• _STATED TASK_
Don't copy the pictures; return every other part of the records exactly.
>> START RECORDS PROVIDED
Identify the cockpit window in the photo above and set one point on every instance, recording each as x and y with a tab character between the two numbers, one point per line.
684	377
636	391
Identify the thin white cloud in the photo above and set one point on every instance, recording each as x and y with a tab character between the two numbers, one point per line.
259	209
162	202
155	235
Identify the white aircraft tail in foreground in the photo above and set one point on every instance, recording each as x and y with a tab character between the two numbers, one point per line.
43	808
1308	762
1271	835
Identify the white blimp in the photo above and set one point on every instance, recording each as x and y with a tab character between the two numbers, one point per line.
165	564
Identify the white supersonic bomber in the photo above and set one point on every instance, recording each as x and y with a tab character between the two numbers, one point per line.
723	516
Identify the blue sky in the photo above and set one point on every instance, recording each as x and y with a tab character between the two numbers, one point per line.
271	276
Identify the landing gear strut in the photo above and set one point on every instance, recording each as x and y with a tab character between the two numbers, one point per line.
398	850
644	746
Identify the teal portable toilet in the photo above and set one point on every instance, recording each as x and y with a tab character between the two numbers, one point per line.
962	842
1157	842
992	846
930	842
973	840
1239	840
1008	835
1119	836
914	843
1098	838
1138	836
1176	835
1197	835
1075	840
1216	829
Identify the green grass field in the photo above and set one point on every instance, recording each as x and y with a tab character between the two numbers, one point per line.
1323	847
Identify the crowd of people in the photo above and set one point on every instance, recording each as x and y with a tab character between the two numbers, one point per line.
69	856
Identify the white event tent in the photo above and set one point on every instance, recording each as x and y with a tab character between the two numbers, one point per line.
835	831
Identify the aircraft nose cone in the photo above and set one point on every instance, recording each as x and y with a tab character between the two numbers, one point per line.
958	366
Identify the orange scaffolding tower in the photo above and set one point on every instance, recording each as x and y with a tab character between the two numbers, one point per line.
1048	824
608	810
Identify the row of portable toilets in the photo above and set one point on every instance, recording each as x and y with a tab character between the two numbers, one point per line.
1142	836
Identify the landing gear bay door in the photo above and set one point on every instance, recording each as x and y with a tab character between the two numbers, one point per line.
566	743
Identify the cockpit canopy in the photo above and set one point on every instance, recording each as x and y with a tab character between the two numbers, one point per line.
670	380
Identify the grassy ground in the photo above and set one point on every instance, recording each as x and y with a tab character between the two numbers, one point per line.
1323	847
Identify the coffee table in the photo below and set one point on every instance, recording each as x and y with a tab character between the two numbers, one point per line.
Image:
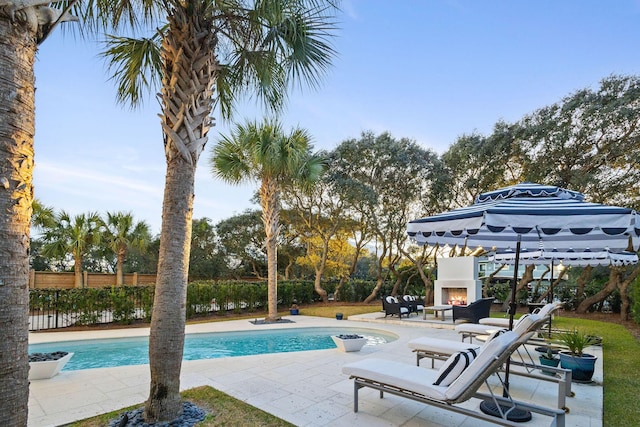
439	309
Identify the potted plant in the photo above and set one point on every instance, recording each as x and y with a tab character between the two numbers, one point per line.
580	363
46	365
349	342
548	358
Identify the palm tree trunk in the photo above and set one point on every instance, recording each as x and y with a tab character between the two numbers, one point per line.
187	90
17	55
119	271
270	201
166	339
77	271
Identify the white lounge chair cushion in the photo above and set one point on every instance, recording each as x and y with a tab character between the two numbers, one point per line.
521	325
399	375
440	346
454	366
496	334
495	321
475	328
>> END RECORDS PROVIDED
• _TASK RESULT_
Identify the cockpit window in the photo above and set one point on every instance, recording each as x and y with a tab character between the two numbers, one point per line.
684	377
636	391
Identify the thin white cloud in the photo above and set one point on every instance, recording each as x and y with a tab character between the two numbers, one point per line.
259	209
162	202
155	235
Identify the white aircraft tail in foreground in the photo above and set one point on every instance, recording each as x and y with a tab character between the two numbers, one point per line.
43	808
1308	762
1271	835
Identify the white blimp in the photo above and set one point on every instance, recording each as x and y with a tab character between the two numbers, one point per line.
165	564
Identify the white supersonic bomber in the photo above and set one point on every instance, recording each as x and y with a tab character between the two numbers, one point per line.
723	516
Identify the blue sky in the photo above and set one point on every instance, recording each as x and y with a tab character between the two numbers, one point per line.
271	276
Identify the landing gear strut in the photo above and set one point on every instance, recording each as x and y with a tab character between the two numbers, one point per line.
398	850
644	746
Identify the teal portable toilet in the photo above and set one point on every instance, recording each as x and y with a tab character between the two numbers, one point per line.
962	842
1157	842
992	846
930	842
973	840
1239	840
1008	835
1119	836
914	843
1098	838
1138	836
1176	835
1197	835
1075	840
1216	829
Identify the green grass field in the photo above and set one point on every instance, recording each as x and y with a tab character between the two numbers, one point per line.
1323	847
Identify the crowd of people in the photo above and set one point on every instance, recording each as x and y with a tab character between the two numbers, one point per line.
69	856
Identify the white event tent in the photo above and set one point on every instance, recording each as x and y with a tab character between the two numbers, one point per line.
835	831
Identify the aircraft nose cone in the photo above and set one point on every instance, recording each as x and y with a tab character between the two numbers, one point per line.
958	366
Identify the orange scaffolding tower in the photo above and set one point on every instance, recording each as x and y with a tab character between the two numbers, one point per line.
1048	824
608	810
Identify the row of portable toilets in the photo above and set one point on every instance, recording each as x and y with a tab character between the two numbers, one point per line.
1142	836
Identify the landing gear bay door in the photo above and set one point on every instance, recording each as x and y with a tab character between the two numbers, one point per line.
566	743
Identify the cockpit canopy in the photo above and set one point on every instance, recording each as x and y with a tab character between the two numbers, one point per line.
670	380
Identify the grassy ground in the photo above and set one point on every instance, recording each as x and y with a tab character between the two numbers, one point per line.
1323	847
Identify the coffee table in the photo below and set one point on every instance, recording each as x and y with a tab character between the two numbers, one point per line.
Image:
439	309
Identify the potted plant in the photo above and set one point on every instance, recording each as x and y with a tab character between the two numbers, one point per line.
580	363
46	365
349	342
548	358
Identify the palm tree trunk in the photo above and set one point on every instance, recording each as x and y with a tab character between the two numbers, one point per line.
187	90
17	55
119	271
270	201
166	339
77	271
Identify the white lounge chair cushion in the photo above and set one point on every instance, recording each as x and y with a tab character between the two numbers, one point per line.
521	325
399	375
440	346
454	366
496	334
495	321
475	328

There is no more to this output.